» Excerpt provided:
Individual Rights


Rights.  As Ayn Rand said, "the rights of one man cannot and must not violate the rights of another."  There is no such thing as a right to violate rights.

What are rights?  Why do we say individual rights and not human rights?  Why do we say individual rights and not civil rights?  Why do we say individual rights and not constitutional rights?  Well, let's see if we can clarify a few things especially in the context of thinking about what it looks and feels like to live in a culture where there is no initiation of physical force.
Individual rights are key.  Human rights, civil rights and constitutional rights are all a bit of a redundancy.  Humans are the only animal on earth that can have rights.  Why?  Because rights are moral principles and humans are the only animals where morality applies.  We don't make moral judgments of the actions of dogs or mice or whales.  They have no choices in the sense that they could have considered something otherwise.  This is an important point in the whole idea of rights:  morality only applies where there is free will to make a choice.  If one has no choice, then there can be no moral judgment.  If there is no moral judgment then anyone can do whatever they please, no matter the consequence to anyone else.
Civil rights are really another kind of redundancy.  In fact, rights are all about being civil or civilized.  If we all acted as savages, not recognizing each others' right to life, liberty and the pursuit of happiness, this would not be civilization.  It would be a primitive chaos.  Now, you might sit there in your nice comfy chair, reading the words on your computer screen, moving your mouse around to surf areas of interest, sipping a hot or cold beverage, etc. and flippantly think "oh, civilization is overrated" or "we should all go back to a more natural, primitive existence"...but then you'd realize how hypocritical and just plain silly that thought is and be glad that you hadn't uttered it in civilized company or in the company of anyone who might take you seriously and be able to accommodate you.

» Raw records:

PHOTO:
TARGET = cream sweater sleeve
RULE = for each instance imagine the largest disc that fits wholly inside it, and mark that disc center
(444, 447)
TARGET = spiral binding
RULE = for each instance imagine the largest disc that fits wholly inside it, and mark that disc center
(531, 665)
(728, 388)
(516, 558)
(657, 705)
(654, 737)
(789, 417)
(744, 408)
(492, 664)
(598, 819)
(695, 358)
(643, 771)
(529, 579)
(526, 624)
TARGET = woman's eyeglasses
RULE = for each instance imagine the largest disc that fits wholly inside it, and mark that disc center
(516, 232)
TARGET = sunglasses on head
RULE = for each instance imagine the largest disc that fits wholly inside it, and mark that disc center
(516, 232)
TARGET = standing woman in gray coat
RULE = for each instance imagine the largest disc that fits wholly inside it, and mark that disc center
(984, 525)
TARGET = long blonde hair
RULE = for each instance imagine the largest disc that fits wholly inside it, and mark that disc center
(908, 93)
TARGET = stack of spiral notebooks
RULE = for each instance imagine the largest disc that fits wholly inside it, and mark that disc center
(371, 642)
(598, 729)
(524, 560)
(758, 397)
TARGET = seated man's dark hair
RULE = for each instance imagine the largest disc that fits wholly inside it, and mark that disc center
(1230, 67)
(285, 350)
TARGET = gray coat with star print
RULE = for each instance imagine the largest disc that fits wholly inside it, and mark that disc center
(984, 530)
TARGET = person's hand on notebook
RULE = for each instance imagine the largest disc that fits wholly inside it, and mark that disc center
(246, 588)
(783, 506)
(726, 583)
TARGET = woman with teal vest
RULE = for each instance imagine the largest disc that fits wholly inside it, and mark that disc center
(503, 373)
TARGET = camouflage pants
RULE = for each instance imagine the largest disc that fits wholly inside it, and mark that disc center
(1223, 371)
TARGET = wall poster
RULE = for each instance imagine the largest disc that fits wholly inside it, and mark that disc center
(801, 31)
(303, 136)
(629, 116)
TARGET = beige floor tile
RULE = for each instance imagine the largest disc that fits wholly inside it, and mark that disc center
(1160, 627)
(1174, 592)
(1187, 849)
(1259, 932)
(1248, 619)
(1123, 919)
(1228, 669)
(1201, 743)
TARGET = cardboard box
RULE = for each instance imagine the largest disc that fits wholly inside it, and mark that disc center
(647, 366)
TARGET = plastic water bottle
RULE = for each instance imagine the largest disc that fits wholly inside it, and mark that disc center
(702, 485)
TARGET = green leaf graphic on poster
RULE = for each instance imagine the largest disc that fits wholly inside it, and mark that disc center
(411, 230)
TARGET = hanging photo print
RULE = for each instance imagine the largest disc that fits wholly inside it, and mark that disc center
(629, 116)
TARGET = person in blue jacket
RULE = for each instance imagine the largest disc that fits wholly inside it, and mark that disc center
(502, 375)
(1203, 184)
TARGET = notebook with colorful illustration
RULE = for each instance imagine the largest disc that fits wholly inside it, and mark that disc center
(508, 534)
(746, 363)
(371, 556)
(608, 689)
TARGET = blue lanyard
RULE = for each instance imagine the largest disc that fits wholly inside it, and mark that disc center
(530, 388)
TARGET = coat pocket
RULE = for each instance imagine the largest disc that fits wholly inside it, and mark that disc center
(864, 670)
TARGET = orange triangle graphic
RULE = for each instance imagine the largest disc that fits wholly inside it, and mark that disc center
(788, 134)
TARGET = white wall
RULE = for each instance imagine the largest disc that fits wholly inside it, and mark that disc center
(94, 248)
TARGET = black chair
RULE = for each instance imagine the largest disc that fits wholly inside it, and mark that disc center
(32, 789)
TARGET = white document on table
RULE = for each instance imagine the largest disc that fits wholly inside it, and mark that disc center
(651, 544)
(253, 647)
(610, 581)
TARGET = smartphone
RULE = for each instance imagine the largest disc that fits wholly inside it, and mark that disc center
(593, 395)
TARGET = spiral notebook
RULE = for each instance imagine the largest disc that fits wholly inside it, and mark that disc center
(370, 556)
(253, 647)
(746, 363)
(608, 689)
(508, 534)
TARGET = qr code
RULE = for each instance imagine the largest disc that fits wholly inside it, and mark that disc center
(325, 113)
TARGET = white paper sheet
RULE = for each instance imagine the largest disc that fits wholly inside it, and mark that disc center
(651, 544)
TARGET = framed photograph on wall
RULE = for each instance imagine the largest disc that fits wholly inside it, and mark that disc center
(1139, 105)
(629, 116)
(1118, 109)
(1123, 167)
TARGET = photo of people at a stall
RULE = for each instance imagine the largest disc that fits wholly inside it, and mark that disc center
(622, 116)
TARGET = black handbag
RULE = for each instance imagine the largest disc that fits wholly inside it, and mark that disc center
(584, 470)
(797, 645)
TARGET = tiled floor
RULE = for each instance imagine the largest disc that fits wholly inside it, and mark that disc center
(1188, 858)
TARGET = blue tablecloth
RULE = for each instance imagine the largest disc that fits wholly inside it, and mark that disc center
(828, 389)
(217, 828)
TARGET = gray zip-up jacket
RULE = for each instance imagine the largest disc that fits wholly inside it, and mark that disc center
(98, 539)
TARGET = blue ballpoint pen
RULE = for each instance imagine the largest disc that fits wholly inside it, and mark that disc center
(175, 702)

» Problems:
1 - Could you set down, word for word, the part of the individual rights piece starting at "Civil rights are" and ending at "to accommodate you."?
2 - Answer these about the individual rights piece:
(a) Who does it quote as saying that the rights of one man cannot and must not violate the rights of another?
(b) Why does it say humans are the only animal on earth that can have rights?
(c) What does it say there would be if we all acted as savages?

» Task-by-task solutions:
1 -
Civil rights are really another kind of redundancy.  In fact, rights are all about being civil or civilized.  If we all acted as savages, not recognizing each others' right to life, liberty and the pursuit of happiness, this would not be civilization.  It would be a primitive chaos.  Now, you might sit there in your nice comfy chair, reading the words on your computer screen, moving your mouse around to surf areas of interest, sipping a hot or cold beverage, etc. and flippantly think "oh, civilization is overrated" or "we should all go back to a more natural, primitive existence"...but then you'd realize how hypocritical and just plain silly that thought is and be glad that you hadn't uttered it in civilized company or in the company of anyone who might take you seriously and be able to accommodate you.

2 -
(a) Ayn Rand.
(b) Because rights are moral principles, and humans are the only animals where morality applies.
(c) Not civilization, but a primitive chaos.